**WHAT THE TASK ASKS:**
Please state how many lines in the records below contain the word "parked"; the answer should be a number and nothing else.
-----
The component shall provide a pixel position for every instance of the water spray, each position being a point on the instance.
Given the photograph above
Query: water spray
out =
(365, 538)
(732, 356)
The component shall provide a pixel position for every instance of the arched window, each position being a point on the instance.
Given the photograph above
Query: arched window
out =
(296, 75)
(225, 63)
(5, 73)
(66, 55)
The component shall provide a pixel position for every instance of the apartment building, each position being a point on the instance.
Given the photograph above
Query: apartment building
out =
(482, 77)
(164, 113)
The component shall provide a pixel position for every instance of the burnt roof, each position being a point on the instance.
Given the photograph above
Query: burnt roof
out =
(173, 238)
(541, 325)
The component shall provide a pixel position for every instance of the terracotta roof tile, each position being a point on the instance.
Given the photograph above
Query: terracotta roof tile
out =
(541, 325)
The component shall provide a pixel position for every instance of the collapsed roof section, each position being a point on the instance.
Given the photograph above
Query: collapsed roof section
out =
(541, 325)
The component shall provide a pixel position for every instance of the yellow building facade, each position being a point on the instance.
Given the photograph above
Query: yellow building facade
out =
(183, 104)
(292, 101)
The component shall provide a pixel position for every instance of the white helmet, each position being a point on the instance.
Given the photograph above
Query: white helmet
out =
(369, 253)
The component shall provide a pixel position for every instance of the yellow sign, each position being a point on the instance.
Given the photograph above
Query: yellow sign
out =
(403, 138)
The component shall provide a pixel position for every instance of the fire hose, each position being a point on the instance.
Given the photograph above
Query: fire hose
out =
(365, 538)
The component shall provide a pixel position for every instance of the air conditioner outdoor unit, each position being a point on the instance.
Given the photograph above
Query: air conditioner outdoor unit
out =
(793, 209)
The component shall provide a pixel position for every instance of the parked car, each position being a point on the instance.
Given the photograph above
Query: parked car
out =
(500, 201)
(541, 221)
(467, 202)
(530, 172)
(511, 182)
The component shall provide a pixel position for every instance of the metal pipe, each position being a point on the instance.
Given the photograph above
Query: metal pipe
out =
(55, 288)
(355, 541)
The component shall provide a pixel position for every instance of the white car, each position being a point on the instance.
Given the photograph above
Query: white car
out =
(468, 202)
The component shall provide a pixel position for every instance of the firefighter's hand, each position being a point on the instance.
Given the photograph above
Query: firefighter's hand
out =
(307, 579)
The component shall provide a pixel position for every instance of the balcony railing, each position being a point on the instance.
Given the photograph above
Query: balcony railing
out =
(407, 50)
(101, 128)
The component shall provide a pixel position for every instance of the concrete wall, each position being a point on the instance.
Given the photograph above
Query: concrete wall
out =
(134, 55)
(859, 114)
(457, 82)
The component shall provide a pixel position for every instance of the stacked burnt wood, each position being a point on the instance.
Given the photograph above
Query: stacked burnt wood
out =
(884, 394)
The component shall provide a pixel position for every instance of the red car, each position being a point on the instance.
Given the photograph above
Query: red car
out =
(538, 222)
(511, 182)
-----
**SOLUTION:**
2